* PROVIDED TEXT

In this project, a Persian Question Answering (QA) system is created to ease the access to information resources for doctors, health providers and users. To this aim, a set of Persian documents related to drugs and diseases are collected. The processing of the structured documents improves the performance of the QA system that’s why all documents were converted into semi-structured documents.
The developed system consists of three main units:
- question processing
- document retrieval
- answer extraction
The question processing unit, as in the most important module, consists of four components that sequentially extract keywords/queries. These components use a dictionary of drugs/diseases names and keywords/queries. This process is shown in the following figure. If a module fails to extract keywords from the question, based on the condition of the question, another component would make the extraction process instead. The first part of the QA system is question processing module. The main component of the question processing module includes Question Classifier, N-gram Tokenizer, Patterns Matching and Advanced Tokenizer.

Stored entries
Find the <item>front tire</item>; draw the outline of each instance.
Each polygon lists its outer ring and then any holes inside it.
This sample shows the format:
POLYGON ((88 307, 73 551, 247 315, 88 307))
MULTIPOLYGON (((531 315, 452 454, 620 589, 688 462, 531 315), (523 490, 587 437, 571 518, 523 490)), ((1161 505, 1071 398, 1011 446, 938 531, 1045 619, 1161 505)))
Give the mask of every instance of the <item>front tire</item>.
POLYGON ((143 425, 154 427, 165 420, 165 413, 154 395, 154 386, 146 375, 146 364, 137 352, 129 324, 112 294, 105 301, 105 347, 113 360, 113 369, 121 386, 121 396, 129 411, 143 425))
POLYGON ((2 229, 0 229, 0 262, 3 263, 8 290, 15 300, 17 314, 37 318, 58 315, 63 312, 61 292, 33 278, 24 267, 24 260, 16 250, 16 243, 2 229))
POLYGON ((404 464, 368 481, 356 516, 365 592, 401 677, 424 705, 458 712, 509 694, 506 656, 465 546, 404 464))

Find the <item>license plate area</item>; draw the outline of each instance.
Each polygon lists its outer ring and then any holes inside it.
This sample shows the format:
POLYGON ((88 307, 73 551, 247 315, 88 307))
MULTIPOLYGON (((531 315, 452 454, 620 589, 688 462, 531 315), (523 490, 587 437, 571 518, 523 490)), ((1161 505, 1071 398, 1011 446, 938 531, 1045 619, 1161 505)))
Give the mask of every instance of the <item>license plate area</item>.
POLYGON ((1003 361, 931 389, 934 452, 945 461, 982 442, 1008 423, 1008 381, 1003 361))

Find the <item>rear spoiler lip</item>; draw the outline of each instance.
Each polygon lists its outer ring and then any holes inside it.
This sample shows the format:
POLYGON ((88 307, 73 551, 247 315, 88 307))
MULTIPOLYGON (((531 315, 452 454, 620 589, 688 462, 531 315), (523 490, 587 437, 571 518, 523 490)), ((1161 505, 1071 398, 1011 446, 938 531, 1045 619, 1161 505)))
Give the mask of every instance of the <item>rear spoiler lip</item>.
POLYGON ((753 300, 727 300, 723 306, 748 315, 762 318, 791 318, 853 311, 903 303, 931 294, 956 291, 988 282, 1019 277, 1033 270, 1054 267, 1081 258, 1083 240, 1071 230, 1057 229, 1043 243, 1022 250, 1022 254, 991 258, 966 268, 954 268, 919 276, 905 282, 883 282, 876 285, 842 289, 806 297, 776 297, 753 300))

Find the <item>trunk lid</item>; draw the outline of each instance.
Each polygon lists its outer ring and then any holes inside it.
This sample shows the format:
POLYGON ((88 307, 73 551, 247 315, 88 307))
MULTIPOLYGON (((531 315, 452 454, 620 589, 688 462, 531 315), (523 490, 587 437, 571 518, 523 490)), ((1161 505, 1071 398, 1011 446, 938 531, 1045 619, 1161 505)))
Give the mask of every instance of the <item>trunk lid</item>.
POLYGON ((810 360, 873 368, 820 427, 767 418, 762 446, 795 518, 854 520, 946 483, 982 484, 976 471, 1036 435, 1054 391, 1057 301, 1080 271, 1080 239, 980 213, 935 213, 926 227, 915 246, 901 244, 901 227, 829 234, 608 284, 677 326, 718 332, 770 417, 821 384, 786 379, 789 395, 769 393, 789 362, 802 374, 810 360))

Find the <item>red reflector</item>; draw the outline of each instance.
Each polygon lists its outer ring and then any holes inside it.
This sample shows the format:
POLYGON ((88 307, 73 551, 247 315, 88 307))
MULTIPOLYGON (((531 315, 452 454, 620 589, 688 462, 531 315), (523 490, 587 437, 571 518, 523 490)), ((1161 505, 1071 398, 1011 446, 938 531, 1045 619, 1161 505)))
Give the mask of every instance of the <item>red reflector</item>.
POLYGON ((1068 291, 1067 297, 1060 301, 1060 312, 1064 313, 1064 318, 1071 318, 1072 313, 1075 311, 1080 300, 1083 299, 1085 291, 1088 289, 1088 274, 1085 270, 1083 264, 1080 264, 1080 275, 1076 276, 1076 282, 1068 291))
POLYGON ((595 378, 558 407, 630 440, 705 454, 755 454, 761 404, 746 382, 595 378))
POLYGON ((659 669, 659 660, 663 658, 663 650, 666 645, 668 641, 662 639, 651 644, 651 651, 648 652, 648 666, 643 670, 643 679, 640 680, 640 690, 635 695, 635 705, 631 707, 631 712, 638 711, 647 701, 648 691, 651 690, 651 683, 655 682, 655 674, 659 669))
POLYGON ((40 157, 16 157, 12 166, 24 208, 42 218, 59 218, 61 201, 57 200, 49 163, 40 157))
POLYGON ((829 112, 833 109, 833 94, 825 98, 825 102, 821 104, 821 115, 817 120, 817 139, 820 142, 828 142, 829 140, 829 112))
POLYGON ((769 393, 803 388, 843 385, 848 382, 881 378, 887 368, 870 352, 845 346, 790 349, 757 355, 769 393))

* PROBLEMS AND TASKS
1. According to the text on the Persian question answering system, what are the main components of the question processing module?
2. Continue the description of the Persian question answering system, picking up right after its final sentence.

* YOUR WRITTEN ANSWERS
1. Question Classifier, N-gram Tokenizer, Patterns Matching and Advanced Tokenizer.

2.
In this architecture, the question asked by the user, is normalized and then the drug name or disease related to the question is extracted through Name Entity (NE) Dictionary. If this specified name is extracted from the question, the question would be sent to Question Classifier component for the extraction of the phrases that indicate the meaning of the question. Finally, by using the concept of the dictionary, the keywords would be extracted and the phrases would be mapped to the dictionary keywords. On the other hand, if the Question Classifier fails to extract any keywords, the question would be sent to the N-gram module in order to extract keywords by keywords dictionary.
In case the question matches any pattern, the keywords would be extracted with Advanced Tokenizer. If none of the components cannot understand the question, the Advanced Tokenizer which encompasses a list of specific stop words, tokenize the question and extracts the keywords. When this process finished successfully, extracted keywords are transferred to next module called Document Retrieval module.
In the Answer Extraction module, the appropriate answer is selected from the retrieved document in the previous step. Since the document is converted to the structured form, the answers would be extracted more accurate.